§ Task objective: Reproduce, unchanged, the lines from the one containing "[seg] finger" through the one containing "Provide the outline of every instance of the finger.", including both of those lines.

Start of Data lines

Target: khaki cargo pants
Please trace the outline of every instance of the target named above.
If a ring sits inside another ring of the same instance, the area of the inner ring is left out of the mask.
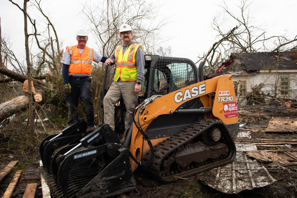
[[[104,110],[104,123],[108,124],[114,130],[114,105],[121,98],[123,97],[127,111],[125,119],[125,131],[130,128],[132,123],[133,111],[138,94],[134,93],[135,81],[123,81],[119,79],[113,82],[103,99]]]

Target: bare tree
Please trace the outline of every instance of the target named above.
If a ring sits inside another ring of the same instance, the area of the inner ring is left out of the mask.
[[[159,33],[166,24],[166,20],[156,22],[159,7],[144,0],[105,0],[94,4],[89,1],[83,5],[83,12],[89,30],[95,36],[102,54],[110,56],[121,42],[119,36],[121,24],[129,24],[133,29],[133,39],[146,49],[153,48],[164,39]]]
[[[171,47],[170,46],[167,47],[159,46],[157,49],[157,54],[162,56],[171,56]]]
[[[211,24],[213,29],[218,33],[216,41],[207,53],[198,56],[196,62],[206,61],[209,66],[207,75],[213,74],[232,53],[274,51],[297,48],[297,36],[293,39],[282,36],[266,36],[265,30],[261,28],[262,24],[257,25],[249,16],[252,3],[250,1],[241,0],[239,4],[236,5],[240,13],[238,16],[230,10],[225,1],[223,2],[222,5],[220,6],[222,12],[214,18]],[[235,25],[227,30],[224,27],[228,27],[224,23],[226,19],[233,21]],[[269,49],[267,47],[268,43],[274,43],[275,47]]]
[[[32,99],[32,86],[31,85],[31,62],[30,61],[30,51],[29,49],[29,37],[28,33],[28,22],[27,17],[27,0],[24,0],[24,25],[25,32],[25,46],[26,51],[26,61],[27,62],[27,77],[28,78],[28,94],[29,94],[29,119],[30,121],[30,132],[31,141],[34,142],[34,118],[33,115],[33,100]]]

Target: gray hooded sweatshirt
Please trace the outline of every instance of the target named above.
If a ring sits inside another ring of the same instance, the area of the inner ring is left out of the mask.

End of Data lines
Start of Data lines

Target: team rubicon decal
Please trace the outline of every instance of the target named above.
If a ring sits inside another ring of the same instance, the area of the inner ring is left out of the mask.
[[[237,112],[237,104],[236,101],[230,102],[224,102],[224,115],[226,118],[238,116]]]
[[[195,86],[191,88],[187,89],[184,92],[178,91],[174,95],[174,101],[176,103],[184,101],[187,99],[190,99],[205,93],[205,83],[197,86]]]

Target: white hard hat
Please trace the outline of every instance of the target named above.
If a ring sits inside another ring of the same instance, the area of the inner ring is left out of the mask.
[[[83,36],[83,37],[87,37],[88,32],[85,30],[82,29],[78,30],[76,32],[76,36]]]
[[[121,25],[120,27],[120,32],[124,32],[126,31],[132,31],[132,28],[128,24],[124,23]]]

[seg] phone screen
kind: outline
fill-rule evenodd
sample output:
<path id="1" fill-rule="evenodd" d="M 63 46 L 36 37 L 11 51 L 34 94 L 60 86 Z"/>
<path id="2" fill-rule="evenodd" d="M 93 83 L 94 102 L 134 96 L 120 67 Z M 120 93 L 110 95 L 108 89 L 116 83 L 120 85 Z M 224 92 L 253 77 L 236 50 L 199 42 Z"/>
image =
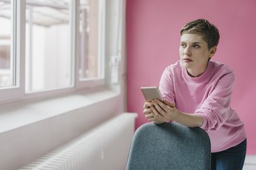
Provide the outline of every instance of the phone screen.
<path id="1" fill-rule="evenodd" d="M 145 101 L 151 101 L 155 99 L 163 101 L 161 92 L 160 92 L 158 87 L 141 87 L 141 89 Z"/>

End of Data lines
Start of Data lines

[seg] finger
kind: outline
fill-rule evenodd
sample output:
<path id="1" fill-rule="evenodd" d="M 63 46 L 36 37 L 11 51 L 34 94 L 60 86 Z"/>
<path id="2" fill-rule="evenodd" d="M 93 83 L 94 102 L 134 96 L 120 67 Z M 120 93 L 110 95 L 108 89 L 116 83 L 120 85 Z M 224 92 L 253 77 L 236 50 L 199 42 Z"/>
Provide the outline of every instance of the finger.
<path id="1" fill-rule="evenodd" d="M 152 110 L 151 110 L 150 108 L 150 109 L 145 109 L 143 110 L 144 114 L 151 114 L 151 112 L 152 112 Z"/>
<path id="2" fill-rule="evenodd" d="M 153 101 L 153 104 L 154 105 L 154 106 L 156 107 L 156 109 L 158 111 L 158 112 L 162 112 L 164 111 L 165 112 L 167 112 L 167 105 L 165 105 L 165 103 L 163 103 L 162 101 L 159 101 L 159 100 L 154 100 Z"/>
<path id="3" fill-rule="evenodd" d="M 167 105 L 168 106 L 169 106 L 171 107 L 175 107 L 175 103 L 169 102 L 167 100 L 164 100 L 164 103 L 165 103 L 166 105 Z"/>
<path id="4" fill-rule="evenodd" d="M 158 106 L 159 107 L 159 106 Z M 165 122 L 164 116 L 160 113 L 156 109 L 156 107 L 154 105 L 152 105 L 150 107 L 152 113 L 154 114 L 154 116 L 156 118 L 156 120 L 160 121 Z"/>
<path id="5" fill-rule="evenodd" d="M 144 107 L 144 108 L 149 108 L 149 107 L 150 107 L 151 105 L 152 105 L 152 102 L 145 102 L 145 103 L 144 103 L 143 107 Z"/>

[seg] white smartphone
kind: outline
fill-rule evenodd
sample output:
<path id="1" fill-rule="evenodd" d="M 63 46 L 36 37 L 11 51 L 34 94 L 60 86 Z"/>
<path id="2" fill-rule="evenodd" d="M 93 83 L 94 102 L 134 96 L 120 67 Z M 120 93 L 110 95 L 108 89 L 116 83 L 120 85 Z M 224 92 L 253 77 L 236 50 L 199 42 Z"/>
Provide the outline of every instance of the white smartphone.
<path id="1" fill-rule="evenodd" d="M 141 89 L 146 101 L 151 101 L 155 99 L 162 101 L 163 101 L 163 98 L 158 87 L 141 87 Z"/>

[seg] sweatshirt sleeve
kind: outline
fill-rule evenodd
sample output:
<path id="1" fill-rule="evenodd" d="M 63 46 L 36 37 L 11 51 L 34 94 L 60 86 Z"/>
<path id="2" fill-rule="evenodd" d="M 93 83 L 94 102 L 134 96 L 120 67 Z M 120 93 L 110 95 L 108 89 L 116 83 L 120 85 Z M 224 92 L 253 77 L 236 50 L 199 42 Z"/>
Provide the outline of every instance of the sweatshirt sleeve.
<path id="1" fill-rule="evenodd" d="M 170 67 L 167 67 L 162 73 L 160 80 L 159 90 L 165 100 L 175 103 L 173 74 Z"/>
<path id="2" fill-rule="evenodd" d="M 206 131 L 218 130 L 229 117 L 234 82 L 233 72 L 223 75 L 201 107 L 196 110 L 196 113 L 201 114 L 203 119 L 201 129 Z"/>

End of Data lines

§ The solution:
[seg] finger
kind: outline
fill-rule evenodd
sample output:
<path id="1" fill-rule="evenodd" d="M 63 46 L 36 37 L 11 51 L 34 94 L 60 86 Z"/>
<path id="2" fill-rule="evenodd" d="M 93 83 L 94 102 L 134 96 L 120 67 Z M 120 93 L 110 95 L 108 89 L 116 83 L 120 85 Z M 224 92 L 253 77 L 236 50 L 199 42 Z"/>
Provide the outline of every instance of the finger.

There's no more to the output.